[Start Extract]

They didn’t waver then, and didn’t a year earlier, when Meyer was sitting in the bowels of Lucas Oil Stadium in Indianapolis, an empty look on his face after a gut-wrenching loss to Michigan State in the Big Ten Championship Game kept his team from playing for the national title.
He blamed himself for that loss, and it bled into an Orange Bowl loss to Clemson and became two losses — and a boatload of questions about Ohio State and Meyer’s ability to change the culture — to finish the season. Now throw the injury to Miller on top of that pile, and then an early home loss to Virginia Tech and understand the mess that this team, this program, responded from.
J.T. Barrett rebounded from that brutal loss and became the Big Ten’s most valuable player before breaking his ankle in the regular season final . Then this crazy, goofy, loveable third-stringer took over, and as crazy as it sounds, Ohio State got better. A lot better.

[End Extract]

▸ **Requirements**
1. Return the part of the Ohio State excerpt starting at "He blamed himself" and ending at "program, responded from.".
2. Answer these questions from the Ohio State excerpt:
(a) In which stadium was Meyer sitting after the loss to Michigan State?
(b) What honor did J.T. Barrett earn in the Big Ten?
(c) What injury did Barrett suffer in the regular season final?
3. List every team that the Ohio State excerpt says beat Ohio State.
The lines that come next have no connection to the Ohio State excerpt.

[Start Extracted records]

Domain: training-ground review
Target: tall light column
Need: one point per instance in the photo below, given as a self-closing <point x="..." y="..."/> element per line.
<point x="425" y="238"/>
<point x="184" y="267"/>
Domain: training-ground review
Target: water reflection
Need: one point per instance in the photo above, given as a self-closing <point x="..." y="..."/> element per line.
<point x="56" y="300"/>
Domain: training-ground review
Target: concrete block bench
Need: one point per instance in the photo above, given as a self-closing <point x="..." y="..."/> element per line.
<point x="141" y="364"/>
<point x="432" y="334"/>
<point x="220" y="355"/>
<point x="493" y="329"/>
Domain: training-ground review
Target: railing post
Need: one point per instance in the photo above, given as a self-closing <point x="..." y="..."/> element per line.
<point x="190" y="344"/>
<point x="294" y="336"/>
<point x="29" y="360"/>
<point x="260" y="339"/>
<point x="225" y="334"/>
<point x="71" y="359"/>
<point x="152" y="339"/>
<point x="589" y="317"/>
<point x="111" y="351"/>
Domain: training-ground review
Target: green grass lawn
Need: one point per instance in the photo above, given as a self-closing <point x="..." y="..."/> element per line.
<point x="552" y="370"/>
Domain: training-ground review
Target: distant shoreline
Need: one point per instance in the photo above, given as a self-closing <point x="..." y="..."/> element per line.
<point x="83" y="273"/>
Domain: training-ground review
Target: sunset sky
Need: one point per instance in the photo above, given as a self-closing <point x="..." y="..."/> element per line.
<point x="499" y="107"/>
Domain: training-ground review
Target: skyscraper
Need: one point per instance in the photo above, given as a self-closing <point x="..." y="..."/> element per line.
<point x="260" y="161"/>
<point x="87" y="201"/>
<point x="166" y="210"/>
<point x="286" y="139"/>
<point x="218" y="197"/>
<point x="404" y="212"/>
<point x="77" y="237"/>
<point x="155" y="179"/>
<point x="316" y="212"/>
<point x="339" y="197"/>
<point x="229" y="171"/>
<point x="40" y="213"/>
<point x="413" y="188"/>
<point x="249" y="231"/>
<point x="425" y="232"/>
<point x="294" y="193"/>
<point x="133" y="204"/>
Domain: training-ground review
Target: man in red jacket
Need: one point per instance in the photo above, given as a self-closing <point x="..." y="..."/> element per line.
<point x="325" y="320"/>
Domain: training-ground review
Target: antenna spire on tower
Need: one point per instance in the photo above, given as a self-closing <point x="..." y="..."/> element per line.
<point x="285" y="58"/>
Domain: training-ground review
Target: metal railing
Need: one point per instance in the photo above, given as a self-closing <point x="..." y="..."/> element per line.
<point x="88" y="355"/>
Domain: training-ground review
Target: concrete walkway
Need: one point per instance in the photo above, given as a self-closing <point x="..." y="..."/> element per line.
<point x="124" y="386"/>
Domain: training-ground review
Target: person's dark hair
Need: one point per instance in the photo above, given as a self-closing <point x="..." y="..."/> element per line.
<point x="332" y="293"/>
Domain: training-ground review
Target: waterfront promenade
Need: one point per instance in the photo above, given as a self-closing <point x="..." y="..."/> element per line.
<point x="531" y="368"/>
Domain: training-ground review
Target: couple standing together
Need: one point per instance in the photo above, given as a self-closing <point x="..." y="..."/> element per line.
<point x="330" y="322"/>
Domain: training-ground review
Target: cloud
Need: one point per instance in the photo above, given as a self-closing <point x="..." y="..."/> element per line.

[End Extracted records]

▸ **Task answers**
1.
He blamed himself for that loss, and it bled into an Orange Bowl loss to Clemson and became two losses — and a boatload of questions about Ohio State and Meyer’s ability to change the culture — to finish the season. Now throw the injury to Miller on top of that pile, and then an early home loss to Virginia Tech and understand the mess that this team, this program, responded from.

2.
(a) Lucas Oil Stadium in Indianapolis
(b) The Big Ten's most valuable player
(c) He broke his ankle.

3. Michigan State, Clemson, Virginia Tech